Exercise directions: For each line below with the word "grouse", write out a copy.

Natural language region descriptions
::::::::

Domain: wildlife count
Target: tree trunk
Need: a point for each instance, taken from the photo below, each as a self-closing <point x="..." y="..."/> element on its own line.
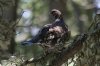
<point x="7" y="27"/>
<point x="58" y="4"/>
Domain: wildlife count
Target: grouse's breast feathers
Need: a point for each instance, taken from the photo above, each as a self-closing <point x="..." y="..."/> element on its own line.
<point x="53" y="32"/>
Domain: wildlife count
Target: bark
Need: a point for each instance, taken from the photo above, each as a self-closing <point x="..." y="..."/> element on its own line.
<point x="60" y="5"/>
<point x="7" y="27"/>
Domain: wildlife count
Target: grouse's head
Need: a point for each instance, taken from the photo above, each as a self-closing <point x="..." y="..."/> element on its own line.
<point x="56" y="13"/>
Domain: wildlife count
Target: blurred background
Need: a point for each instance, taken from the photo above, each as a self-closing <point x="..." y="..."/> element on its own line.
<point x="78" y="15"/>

::::::::

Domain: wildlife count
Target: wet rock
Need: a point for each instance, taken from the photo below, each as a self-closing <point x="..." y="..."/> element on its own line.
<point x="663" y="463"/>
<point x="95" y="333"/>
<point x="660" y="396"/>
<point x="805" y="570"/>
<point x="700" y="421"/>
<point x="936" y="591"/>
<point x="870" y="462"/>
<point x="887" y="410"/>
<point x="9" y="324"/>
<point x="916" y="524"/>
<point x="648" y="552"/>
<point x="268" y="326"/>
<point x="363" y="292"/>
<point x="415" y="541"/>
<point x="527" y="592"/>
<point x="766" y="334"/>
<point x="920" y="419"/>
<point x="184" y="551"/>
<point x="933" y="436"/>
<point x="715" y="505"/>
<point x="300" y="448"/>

::::::::

Answer to the problem:
Target: grouse's breast feathers
Target: grouse's head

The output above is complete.